## 閱讀文本

────────────────────

在分類這章裡面,我們討論了如何透過分類來搭建情緒分析器
接下將透過一個簡單的例子,帶大家做個簡單的情緒分析器
一樣要導入GraphLab
接著引入產品的資料(amazon_baby.gl),透過graphlab來讓資料視覺化
import graphlab
products = graphlab.SFrame('/home/user/nylon7/machine_learning/week3/amazon_baby.gl')
products.head()
最後我們可以透過head這個method來得到資料的前幾行
name | review | rating |
---|---|---|
Planetwise Flannel Wipes | These flannel wipes areOK, but in my opinion ... | 3.0 |
Planetwise Wipe Pouch | it came early and was notdisappointed. i love ... | 5.0 |
Annas Dream Full Quiltwith 2 Shams ... | Very soft and comfortableand warmer than it ... | 5.0 |
Stop Pacifier Suckingwithout tears with ... | This is a product wellworth the purchase. I ... | 5.0 |
Stop Pacifier Suckingwithout tears with ... | All of my kids have criednon-stop when I tried to ... | 5.0 |
Stop Pacifier Suckingwithout tears with ... | When the Binky Fairy cameto our house, we didn't ... | 5.0 |
A Tale of Baby's Dayswith Peter Rabbit ... | Lovely book, it's boundtightly so you may no ... | 4.0 |
Baby Tracker® - DailyChildcare Journal, ... | Perfect for new parents.We were able to keep ... | 5.0 |
Baby Tracker® - DailyChildcare Journal, ... | A friend of mine pinnedthis product on Pinte ... | 5.0 |
Baby Tracker® - DailyChildcare Journal, ... | This has been an easy wayfor my nanny to record ... | 4.0 |
這份資料大致上有三個項目,分別是品名、評論、等級
接著我們想要建立自己的word count,把整條評論變成分詞,這樣才有助於我們做情緒分析
products['word_count'] = graphlab.text_analytics.count_words(products['review'])
products.head()

────────────────────

## 任務指示
請根據上方的情緒分析教學回答下列問題:
1. 教學中引入的產品資料檔名是什麼?
2. 要取得資料的前幾行,教學使用哪個method?
3. 教學指出這份資料大致上有哪三個項目?

## 資料節錄

────────────────────

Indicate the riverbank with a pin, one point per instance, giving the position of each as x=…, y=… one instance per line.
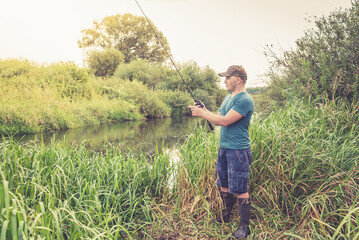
x=36, y=98
x=304, y=185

────────────────────

## 作答結果
1. amazon_baby.gl
2. head
3. 品名、評論、等級